Begin Selection

Wallace Humphrey White Jr. (August 6, 1877March 31, 1952) was an American politician and Republican leader in the United States Congress from 1917 until 1949. White was from the U.S. state of Maine and served in the U.S. House of Representatives before being elected to the U.S. Senate, where he was Senate Minority Leader and later Majority Leader before his retirement.

Background
White was born in Lewiston, Maine. His grandfather, William P. Frye, was also a prominent political figure, having served as a Senator from Maine and President pro tempore. In 1899, White graduated from Bowdoin College in Brunswick. After graduating, he became the assistant clerk to the Senate Committee on Commerce and later secretary to his grandfather. White studied law and was admitted to the bar, afterward beginning to practice in Lewiston.

Career
The political career of White began when he was elected as a Republican to the U.S. House of Representatives in 1916. He took office on March 4 of the following year and served until March 3, 1931 (65th–71st Congresses). He left the House in 1931 after being elected to the Senate in late 1930.

End Selection
Begin Data section

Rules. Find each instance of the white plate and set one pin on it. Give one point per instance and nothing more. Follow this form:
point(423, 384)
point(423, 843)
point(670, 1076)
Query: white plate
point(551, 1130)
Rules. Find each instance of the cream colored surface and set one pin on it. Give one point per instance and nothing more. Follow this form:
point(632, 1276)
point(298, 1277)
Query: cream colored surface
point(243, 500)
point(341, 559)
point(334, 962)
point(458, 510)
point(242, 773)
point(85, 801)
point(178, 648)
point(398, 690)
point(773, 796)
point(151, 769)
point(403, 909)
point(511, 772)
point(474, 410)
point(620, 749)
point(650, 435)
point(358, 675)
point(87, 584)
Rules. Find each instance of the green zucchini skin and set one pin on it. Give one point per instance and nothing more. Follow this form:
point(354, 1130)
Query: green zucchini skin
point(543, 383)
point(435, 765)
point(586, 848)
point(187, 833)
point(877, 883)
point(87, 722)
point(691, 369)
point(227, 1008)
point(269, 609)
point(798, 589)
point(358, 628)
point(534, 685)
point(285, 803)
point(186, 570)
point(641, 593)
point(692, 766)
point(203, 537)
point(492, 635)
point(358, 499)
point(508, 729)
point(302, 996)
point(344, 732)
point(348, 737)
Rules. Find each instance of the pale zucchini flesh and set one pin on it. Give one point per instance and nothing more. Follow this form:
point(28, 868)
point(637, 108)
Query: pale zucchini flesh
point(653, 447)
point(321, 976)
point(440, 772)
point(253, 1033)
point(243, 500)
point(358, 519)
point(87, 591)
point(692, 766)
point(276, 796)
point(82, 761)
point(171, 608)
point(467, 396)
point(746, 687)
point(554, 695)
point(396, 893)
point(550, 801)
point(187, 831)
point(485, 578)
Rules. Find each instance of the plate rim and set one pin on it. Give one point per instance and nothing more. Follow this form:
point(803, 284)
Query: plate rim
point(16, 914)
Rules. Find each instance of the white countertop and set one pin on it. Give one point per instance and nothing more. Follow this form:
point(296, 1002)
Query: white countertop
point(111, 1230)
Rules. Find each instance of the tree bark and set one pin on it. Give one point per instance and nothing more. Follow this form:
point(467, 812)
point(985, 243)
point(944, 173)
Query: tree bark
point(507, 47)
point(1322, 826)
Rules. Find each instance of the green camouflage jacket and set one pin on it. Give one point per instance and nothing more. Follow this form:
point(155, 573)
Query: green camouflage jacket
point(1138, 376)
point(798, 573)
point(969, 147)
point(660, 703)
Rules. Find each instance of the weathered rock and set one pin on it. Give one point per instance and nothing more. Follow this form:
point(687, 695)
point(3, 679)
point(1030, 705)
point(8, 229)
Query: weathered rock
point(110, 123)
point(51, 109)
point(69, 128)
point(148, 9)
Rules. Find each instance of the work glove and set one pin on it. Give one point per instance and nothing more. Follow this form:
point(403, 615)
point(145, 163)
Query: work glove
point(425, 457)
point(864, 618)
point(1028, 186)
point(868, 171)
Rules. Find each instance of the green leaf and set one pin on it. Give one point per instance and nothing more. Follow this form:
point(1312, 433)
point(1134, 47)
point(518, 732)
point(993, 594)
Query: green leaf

End Data section

List of tasks
(a) In the biography of Wallace White, why did he leave the House of Representatives in 1931?
(b) Print the lines of the records starting at the line containing "Rules. Find each instance of the cream" and ending at the line containing "point(87, 584)", both included.

Solutions to the exercise
(a) He left the House in 1931 because he had been elected to the U.S. Senate in late 1930.

(b)
Rules. Find each instance of the cream colored surface and set one pin on it. Give one point per instance and nothing more. Follow this form:
point(632, 1276)
point(298, 1277)
Query: cream colored surface
point(243, 500)
point(341, 559)
point(334, 962)
point(458, 510)
point(242, 773)
point(85, 801)
point(178, 648)
point(398, 690)
point(773, 796)
point(151, 769)
point(403, 909)
point(511, 772)
point(474, 410)
point(620, 749)
point(650, 435)
point(358, 675)
point(87, 584)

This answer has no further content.